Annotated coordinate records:
§ §

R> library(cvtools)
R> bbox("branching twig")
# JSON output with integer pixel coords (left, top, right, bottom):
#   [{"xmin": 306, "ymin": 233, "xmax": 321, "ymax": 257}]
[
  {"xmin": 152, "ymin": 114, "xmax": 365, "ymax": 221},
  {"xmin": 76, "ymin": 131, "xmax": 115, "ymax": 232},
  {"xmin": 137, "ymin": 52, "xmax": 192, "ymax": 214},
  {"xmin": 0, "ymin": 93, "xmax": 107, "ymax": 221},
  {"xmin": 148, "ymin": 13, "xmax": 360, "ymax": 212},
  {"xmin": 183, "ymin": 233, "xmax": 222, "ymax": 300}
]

§ §

Stated task :: Retype the lines above exactly, character for character.

Written answer ::
R> library(cvtools)
R> bbox("branching twig")
# JSON output with integer pixel coords (left, top, right, bottom):
#   [{"xmin": 306, "ymin": 233, "xmax": 321, "ymax": 257}]
[
  {"xmin": 152, "ymin": 114, "xmax": 365, "ymax": 221},
  {"xmin": 76, "ymin": 131, "xmax": 115, "ymax": 232},
  {"xmin": 137, "ymin": 52, "xmax": 192, "ymax": 214},
  {"xmin": 0, "ymin": 93, "xmax": 107, "ymax": 221},
  {"xmin": 148, "ymin": 13, "xmax": 360, "ymax": 212},
  {"xmin": 183, "ymin": 233, "xmax": 222, "ymax": 300}
]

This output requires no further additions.